Exercise instructions:
a - Translate this sentence from the message on free energy scans into Spanish: "The depth colvar would be the distance between the COM of the membrane and the C-alpha of the spin label."
b - According to the message on free energy scans, why would running several 2D free energy scans at different spin-label positions be a poor approach? Answer in one to three sentences.

Document extract:
◆ ◆ ◆ ◆ ◆

From: Ajasja Ljubetič (ajasja.ljubetic_at_gmail.com)
Date: Mon Mar 28 2011 - 09:06:40 CDT
> Dear Jerome,
>
Thank you for the comforting thought about umbrella sampling:)
>
My system is an alpha helix made of 35 alanines, spin labelled in the middle
(position 18) and put in a DMPC membrane. The spin label is a bulky
side-chain, comparable to trypthopan in size. The reaction coordinates are
the theta and phi angles of the vector from the labels Ca atom to the last O
atom.
> At first I wanted to spin label different positions on the peptide, but
right now I don't think this is the best idea. If I run several 2D free
energy scans at different positions, I will not get the offset between them
(as each scan will have the zero set to it's global minimum). But If I
define the membrane depth as another colvar and run what is effectively a 3D
scan then the offsets between various 2D scans will be correct. The depth
colvar would be the distance between the COM of the membrane and the C-alpha
of the spin label.
A simple 1D depth scan will probably not help either, because the other
degrees of freedom (the thetha and phi colvars) are to slow. Is my reasoning
sound? I think I have just enough computer power to perhaps converge a 3D
ABF free energy scan.
>
two further questions:
>
- What did you mean by monitoring relaxation? (currently I just watch
each ns how the PMF converges).

◆ ◆ ◆ ◆ ◆

Source data:
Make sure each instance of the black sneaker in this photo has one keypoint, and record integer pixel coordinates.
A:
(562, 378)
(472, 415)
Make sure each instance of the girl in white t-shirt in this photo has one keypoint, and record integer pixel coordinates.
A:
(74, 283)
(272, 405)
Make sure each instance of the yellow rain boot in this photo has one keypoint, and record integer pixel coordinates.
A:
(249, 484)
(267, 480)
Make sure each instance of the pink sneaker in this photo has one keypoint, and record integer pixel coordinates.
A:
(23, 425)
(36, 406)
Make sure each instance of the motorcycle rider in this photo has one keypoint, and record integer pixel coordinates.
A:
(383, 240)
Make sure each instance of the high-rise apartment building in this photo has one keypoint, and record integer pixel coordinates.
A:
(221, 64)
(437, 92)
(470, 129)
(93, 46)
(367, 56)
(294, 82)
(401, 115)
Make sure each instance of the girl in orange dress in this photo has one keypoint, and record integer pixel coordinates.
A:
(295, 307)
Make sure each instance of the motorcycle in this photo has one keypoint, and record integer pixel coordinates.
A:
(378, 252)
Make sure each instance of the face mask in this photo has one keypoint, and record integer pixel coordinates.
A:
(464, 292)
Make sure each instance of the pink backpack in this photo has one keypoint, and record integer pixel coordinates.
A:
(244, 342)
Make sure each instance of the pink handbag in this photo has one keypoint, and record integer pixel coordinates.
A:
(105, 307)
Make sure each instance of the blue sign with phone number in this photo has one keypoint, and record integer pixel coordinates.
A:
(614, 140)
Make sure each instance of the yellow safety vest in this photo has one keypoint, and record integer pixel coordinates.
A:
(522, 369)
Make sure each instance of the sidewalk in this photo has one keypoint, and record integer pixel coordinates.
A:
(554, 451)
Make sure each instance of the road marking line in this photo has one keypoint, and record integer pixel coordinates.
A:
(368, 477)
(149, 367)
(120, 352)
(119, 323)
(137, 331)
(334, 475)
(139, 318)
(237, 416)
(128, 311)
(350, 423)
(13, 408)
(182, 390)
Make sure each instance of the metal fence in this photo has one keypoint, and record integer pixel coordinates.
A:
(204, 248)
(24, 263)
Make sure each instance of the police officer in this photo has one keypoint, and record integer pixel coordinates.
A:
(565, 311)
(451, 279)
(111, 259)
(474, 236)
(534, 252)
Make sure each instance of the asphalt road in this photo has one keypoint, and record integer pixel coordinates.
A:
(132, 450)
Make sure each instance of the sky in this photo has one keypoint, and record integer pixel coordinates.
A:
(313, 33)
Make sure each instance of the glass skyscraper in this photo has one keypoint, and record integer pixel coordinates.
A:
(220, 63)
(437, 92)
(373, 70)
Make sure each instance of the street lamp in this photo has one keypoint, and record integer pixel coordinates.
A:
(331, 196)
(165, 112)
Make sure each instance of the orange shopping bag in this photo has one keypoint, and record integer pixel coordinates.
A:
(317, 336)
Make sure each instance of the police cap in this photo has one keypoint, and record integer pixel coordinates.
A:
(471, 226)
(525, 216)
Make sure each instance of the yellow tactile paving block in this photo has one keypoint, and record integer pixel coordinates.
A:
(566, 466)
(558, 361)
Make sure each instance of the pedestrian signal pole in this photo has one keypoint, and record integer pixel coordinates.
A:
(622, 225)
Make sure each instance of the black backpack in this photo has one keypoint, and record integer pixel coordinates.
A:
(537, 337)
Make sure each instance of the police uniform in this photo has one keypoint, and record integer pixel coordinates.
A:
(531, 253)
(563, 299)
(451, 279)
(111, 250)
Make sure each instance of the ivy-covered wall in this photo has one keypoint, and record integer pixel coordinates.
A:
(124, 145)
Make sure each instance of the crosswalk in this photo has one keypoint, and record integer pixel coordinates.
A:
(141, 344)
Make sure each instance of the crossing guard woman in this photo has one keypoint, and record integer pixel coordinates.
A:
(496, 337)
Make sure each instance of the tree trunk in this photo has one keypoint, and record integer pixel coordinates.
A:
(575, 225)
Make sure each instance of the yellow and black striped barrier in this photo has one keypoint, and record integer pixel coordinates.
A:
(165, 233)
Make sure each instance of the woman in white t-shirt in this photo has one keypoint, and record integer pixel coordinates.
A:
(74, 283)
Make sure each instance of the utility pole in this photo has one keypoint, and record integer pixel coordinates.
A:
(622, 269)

◆ ◆ ◆ ◆ ◆

Solved problems:
a - El colvar de profundidad sería la distancia entre el COM de la membrana y el C-alfa de la marca de espín.

b - Each 2D scan would set its zero to its own global minimum, so the offsets between the scans would be lost. Adding membrane depth as another colvar and running what is effectively a 3D scan would keep those offsets correct.